▶ [TASK REQUIREMENTS]:
A. In the Body Worlds exhibit review, what process does Dr. Gunther von Hagens use to preserve the donated bodies?
B. Write a continuation of the Body Worlds exhibit review, picking up right after its final sentence.

▶ [SOURCE TEXT]:
--------

Blood Vessel Configuration of the Thoracic Organs
Copyright: Gunther von Hagens, Institute for Plastination, Heidelberg, Germany, www.bodyworlds.com
My education has included a number of biology-related courses and texts, but NOTHING compares to this. Better than any video or model, Body Worlds is an amazing anatomy lesson!
From the Body Worlds website (HERE) the purpose of the exhibit is: "The BODY WORLDS exhibitions aim to educate the public about the inner workings of the human body and show the effects of poor health, good health and lifestyle choices. They are also meant to create interest in and increase knowledge of anatomy and physiology among the public."
If you don't already know - these are REAL bodies. Humans (and animals) have donated their bodies upon death to be turned into educational exhibits. Dr. Gunther von Hagens uses a process called Plastination on the subjects to preserve each and every fiber or tissue or vessel.
I was incredibly impressed with this exhibit. Not only was the science evident, but it was presented in an artful way. I was drawn to each specimen - wanting to see each of the intricacies it presented. The whole bodies were fascinating! Musculature, nerve endings, connective tissue - all there to see in their real shapes and colors. But my favorite part had to be the blood vessels. Never before have I been able to SEE capillaries in their proper perspective. Yes, I know - some capillaries are so small that only one red blood cell can pass through at a time - but what does that look like? This weekend, I saw what it looks like "in real life".

--------

▶ [INFORMATION SUPPLIED]:
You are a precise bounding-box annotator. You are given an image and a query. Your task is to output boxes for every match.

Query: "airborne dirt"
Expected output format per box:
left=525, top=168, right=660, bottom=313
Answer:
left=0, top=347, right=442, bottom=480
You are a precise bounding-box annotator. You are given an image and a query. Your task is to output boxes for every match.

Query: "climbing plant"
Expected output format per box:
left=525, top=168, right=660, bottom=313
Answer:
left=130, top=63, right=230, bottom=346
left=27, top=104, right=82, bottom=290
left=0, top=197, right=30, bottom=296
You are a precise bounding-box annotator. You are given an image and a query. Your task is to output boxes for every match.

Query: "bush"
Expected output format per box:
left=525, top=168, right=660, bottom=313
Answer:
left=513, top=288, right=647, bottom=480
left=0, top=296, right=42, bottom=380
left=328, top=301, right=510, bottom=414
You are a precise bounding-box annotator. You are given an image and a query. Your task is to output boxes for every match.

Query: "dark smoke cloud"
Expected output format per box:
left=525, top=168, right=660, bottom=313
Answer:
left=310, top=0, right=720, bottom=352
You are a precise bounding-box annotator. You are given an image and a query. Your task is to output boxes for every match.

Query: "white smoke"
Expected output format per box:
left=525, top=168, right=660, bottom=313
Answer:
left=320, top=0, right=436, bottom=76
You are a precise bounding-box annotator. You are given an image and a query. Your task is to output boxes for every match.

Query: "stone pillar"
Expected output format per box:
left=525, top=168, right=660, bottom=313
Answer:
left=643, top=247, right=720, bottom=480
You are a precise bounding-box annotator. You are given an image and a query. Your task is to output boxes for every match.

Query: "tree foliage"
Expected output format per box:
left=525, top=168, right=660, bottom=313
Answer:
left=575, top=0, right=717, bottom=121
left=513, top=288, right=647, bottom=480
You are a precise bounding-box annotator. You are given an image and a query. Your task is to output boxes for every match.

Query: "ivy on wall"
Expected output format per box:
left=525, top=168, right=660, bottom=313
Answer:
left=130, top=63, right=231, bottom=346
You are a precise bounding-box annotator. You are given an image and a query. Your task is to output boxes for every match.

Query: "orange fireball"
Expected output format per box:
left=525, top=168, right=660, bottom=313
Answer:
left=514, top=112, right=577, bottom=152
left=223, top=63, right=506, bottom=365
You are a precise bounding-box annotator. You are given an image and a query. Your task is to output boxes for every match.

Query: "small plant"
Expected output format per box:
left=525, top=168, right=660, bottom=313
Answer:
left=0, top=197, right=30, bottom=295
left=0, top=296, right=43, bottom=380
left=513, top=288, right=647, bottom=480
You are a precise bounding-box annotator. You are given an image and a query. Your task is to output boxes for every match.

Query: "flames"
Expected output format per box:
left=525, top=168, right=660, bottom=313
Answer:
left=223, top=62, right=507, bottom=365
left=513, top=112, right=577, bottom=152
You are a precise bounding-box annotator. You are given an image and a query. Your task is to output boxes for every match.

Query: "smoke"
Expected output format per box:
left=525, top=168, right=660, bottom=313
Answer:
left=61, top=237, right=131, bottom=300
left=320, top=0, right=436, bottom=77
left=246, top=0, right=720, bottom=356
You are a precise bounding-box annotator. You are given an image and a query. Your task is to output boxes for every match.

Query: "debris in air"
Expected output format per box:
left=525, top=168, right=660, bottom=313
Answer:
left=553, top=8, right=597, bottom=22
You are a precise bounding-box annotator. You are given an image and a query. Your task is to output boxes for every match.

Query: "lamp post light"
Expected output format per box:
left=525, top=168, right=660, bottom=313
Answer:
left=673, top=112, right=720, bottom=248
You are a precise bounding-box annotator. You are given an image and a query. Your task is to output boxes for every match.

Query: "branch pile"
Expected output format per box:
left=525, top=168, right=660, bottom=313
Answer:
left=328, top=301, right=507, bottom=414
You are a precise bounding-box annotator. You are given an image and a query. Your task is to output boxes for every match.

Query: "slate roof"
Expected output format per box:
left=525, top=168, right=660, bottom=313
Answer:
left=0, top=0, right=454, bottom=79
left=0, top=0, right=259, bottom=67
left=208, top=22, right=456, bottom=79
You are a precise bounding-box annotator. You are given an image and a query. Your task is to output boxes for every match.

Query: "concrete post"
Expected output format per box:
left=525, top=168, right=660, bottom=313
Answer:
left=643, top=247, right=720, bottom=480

--------

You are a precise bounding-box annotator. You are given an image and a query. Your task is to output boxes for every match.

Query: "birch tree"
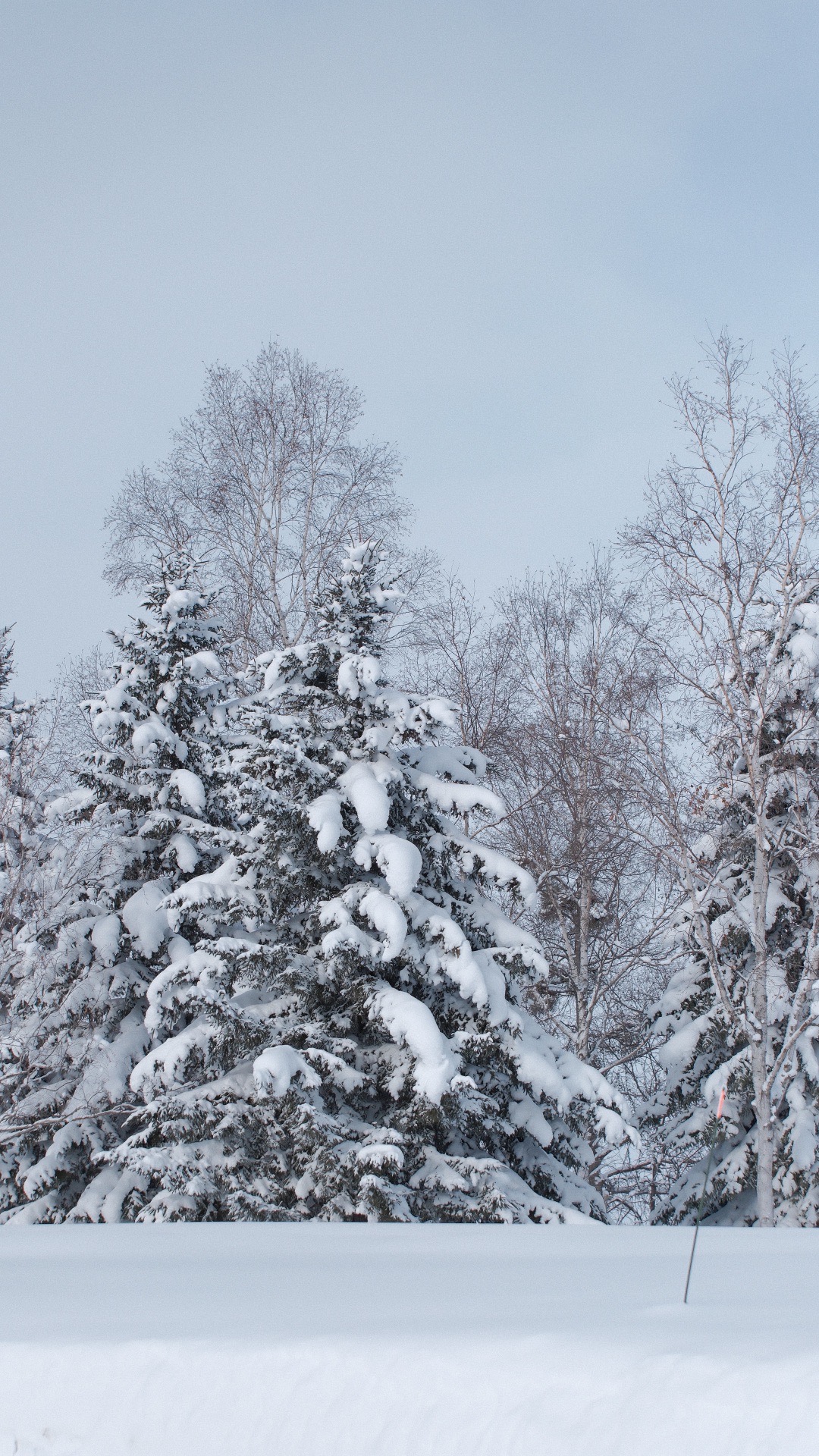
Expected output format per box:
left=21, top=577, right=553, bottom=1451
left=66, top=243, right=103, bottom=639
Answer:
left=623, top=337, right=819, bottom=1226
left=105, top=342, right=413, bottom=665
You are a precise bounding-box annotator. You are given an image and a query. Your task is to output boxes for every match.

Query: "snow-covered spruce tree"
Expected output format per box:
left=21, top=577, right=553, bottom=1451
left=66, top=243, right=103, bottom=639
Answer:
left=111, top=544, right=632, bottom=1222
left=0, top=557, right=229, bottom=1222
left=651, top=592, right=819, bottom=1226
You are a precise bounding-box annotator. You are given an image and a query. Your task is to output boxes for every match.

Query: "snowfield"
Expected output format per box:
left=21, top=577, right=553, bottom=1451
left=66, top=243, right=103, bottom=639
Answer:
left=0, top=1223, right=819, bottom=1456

--------

▶ [SET OF ANSWERS]:
A. Plastination.

B.
About a quarter of the way through the exhibit, I asked "why aren't there any fat people? What about defective parts? All these bodies are perfect"... then I came to the various examples of diseased or "destroyed" body parts. Things like: the black lungs of a smoker, livers destroyed by cirrhosis, and then the cross-section of a morbidly obese man (I learned today, when visiting the Body Worlds website to write this blog, that skin and fat are usually eliminated during the Plastination process; so they wouldn't be found in the "statues" in the exhibit).
I could probably go on for a lot longer, but I need to stop now and get on with my day. However... If this exhibit is traveling through your town, GO SEE IT! It's a wonderful display - enjoyable as well as highly educational.